## begin RECORDS FOR THE EXERCISE

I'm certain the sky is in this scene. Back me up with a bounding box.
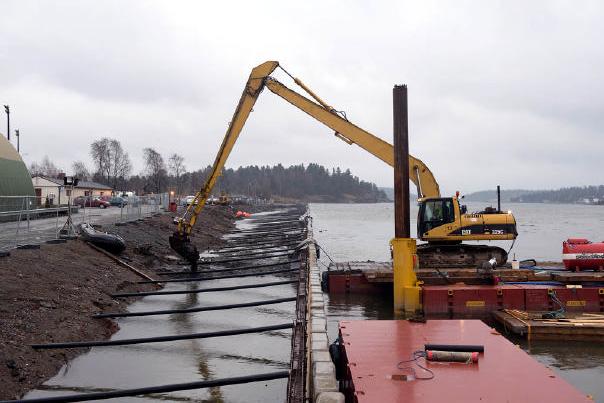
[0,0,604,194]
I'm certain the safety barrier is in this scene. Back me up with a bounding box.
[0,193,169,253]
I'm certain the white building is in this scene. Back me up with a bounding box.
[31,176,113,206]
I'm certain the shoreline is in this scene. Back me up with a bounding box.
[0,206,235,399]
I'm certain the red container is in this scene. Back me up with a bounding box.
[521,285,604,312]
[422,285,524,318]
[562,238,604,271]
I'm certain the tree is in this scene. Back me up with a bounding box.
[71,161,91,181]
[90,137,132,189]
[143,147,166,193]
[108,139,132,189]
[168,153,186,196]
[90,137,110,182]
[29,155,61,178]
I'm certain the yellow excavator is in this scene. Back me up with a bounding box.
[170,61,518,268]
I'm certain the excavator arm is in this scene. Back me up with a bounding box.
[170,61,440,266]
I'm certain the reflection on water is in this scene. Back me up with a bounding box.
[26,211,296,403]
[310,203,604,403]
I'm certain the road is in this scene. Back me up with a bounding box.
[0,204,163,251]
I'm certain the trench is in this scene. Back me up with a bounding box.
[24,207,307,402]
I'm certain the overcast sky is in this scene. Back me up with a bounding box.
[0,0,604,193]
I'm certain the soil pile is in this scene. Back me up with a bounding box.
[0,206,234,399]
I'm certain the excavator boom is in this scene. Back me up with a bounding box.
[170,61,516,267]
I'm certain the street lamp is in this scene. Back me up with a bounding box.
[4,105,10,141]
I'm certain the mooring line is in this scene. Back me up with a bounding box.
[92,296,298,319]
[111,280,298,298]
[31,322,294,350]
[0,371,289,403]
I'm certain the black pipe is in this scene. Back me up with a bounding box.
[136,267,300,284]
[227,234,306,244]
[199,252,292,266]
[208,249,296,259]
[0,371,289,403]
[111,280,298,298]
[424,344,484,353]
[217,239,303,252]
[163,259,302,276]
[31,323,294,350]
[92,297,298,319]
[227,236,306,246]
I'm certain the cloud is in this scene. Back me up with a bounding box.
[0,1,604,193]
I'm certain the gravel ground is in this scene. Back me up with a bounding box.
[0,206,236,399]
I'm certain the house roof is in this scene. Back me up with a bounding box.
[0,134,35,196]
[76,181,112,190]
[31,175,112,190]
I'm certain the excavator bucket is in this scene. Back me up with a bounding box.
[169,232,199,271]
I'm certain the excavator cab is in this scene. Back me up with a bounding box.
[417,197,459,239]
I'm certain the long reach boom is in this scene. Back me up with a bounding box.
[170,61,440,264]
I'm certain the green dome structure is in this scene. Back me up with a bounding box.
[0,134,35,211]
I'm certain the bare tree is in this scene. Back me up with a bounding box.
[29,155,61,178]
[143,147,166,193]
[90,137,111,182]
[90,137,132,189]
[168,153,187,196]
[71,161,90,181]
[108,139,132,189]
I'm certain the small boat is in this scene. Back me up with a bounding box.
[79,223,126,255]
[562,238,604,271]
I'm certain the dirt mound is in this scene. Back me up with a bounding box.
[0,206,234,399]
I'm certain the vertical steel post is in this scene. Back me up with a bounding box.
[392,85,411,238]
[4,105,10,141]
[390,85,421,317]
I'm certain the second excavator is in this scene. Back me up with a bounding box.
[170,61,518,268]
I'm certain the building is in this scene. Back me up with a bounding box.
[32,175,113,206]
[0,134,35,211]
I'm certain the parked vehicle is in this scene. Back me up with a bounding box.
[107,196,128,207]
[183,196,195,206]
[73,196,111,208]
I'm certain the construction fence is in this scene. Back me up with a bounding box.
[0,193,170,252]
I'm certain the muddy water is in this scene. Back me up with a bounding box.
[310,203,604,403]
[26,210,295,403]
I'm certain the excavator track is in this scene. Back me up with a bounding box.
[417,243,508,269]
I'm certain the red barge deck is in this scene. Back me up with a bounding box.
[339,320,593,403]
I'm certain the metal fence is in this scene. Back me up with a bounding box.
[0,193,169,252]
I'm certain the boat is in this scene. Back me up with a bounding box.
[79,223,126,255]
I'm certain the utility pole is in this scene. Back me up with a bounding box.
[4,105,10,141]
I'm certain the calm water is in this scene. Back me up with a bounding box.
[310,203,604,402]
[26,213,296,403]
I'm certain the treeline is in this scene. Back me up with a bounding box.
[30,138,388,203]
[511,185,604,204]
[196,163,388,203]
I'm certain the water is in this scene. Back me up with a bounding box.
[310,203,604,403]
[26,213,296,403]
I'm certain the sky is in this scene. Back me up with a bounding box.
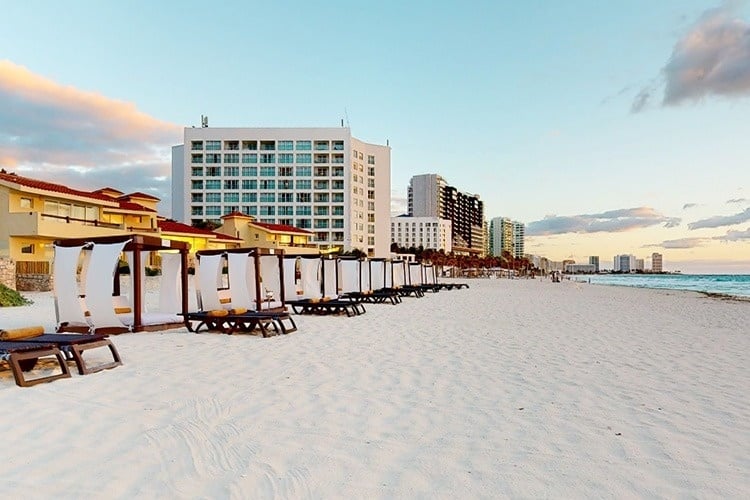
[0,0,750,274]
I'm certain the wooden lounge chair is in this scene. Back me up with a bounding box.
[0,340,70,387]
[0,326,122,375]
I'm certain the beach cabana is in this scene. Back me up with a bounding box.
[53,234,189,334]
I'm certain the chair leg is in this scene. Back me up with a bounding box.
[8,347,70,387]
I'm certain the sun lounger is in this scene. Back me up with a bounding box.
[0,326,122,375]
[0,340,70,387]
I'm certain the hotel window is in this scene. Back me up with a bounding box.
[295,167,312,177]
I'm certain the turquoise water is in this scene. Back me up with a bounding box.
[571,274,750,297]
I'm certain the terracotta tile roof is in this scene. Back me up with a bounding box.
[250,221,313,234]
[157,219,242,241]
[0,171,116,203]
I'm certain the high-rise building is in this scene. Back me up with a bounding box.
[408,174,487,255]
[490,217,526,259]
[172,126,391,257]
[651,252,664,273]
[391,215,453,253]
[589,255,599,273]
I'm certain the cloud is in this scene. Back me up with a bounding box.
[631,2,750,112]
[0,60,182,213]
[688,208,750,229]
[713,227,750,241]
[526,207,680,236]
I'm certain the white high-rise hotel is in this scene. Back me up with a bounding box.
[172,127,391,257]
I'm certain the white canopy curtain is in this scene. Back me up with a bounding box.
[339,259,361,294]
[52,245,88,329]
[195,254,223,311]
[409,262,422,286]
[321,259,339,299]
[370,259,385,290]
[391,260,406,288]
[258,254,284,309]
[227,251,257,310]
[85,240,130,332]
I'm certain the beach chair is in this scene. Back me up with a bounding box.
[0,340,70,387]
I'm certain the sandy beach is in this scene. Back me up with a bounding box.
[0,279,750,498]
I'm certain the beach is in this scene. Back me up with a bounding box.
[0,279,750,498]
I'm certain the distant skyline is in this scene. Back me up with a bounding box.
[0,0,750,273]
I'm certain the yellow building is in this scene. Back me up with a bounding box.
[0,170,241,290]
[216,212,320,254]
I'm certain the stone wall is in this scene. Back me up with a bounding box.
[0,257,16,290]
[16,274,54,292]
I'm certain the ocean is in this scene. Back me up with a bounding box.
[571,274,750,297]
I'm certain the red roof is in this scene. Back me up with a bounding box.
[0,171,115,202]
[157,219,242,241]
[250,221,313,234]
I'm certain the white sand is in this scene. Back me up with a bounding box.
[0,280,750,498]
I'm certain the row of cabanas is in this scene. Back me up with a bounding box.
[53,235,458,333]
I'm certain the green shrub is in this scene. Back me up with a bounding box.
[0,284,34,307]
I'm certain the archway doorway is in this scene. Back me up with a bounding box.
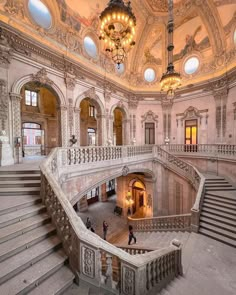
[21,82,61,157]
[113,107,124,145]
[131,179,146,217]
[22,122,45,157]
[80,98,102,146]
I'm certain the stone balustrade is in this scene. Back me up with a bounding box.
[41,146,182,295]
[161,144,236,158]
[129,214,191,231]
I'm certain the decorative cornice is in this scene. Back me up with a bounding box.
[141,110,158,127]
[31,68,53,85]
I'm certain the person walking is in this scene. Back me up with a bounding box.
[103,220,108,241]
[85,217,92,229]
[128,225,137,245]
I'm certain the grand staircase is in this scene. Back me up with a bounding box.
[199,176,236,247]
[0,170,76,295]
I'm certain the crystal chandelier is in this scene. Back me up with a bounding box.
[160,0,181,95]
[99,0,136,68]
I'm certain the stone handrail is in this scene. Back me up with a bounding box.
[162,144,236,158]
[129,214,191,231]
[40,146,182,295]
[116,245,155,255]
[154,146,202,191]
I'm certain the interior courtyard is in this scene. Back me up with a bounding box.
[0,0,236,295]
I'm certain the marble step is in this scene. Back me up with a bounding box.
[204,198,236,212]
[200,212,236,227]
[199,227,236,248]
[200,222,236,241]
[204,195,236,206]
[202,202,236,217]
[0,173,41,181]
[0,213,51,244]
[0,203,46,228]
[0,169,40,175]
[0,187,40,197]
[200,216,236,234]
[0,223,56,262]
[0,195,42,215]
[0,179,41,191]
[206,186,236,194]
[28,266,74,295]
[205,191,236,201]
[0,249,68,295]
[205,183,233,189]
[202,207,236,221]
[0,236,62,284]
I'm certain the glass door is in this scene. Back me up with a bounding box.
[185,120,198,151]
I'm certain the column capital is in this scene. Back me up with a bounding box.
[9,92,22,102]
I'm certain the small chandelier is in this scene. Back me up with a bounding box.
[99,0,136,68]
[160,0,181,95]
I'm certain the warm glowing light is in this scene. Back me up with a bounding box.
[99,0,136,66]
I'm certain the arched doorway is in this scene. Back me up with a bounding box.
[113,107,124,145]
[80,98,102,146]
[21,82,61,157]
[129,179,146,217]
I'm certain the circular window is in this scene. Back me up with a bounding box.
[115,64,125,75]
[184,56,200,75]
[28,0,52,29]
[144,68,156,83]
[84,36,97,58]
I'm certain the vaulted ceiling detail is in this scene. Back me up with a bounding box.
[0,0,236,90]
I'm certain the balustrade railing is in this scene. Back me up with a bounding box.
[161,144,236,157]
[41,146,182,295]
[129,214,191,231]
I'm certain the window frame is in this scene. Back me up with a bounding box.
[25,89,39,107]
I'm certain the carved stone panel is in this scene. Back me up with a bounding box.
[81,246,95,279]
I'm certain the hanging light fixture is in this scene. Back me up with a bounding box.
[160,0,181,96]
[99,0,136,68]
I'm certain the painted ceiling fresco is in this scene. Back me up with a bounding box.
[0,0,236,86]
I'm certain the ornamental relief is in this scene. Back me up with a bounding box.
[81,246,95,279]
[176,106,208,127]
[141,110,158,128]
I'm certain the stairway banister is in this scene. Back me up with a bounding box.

## end RECORDS FOR THE EXERCISE

Reproduce the stretch from the line containing "I'm certain the person" through the line containing "[0,0,236,90]", swapping every occurrence of "chandelier" for "pendant lamp" and leaving the rest unchanged.

RESULT BELOW
I'm certain the person walking is in this scene. Back me up with a bounding box.
[103,220,108,241]
[85,217,92,229]
[128,225,137,245]
I'm certain the grand staircase is in this scene. Back me up with a bounding box.
[199,176,236,247]
[0,170,76,295]
I'm certain the crystal pendant lamp is in this scene. Back me up with a bounding box.
[160,0,181,95]
[99,0,136,68]
I'm certain the stone handrail is in this scene. Back me up with a bounding box.
[162,144,236,158]
[129,214,191,231]
[40,146,182,295]
[116,245,155,255]
[154,146,202,191]
I'm certain the interior courtyard is in this scene. Back me up with a bounding box.
[0,0,236,295]
I'm certain the marble step is in this scene. Back me up with a bounding box.
[204,198,236,212]
[200,212,236,227]
[199,227,236,248]
[200,222,236,241]
[204,195,236,206]
[202,202,236,217]
[0,173,41,181]
[0,213,51,244]
[0,203,46,228]
[0,169,40,175]
[0,187,40,197]
[200,216,236,234]
[0,223,56,262]
[0,195,42,215]
[0,179,41,191]
[206,186,236,194]
[28,266,74,295]
[205,191,236,201]
[0,249,68,295]
[205,183,233,189]
[202,207,236,221]
[0,236,62,284]
I'm certain the glass door is in this scene. Back me up with a bounding box.
[185,120,198,151]
I'm certain the column capital is in this scene. Back me up with a bounding box.
[9,92,22,102]
I'm certain the small pendant lamp is in this scene. Back me up with a bounding box.
[99,0,136,68]
[160,0,181,95]
I'm certain the warm glowing light is in this scene. Back me up with a bounding box.
[99,0,136,66]
I'm certain the arched doorway is in this scene. Back me up with a bounding box.
[113,107,124,145]
[80,98,102,146]
[21,82,61,157]
[129,179,146,217]
I'm certain the circular window is in this scene. Back me up with a bounding box.
[115,64,125,75]
[184,56,200,75]
[28,0,52,29]
[144,68,156,83]
[84,36,97,58]
I'm certain the vaulted ceiling detail is in this scene. Back me up with a bounding box.
[0,0,236,90]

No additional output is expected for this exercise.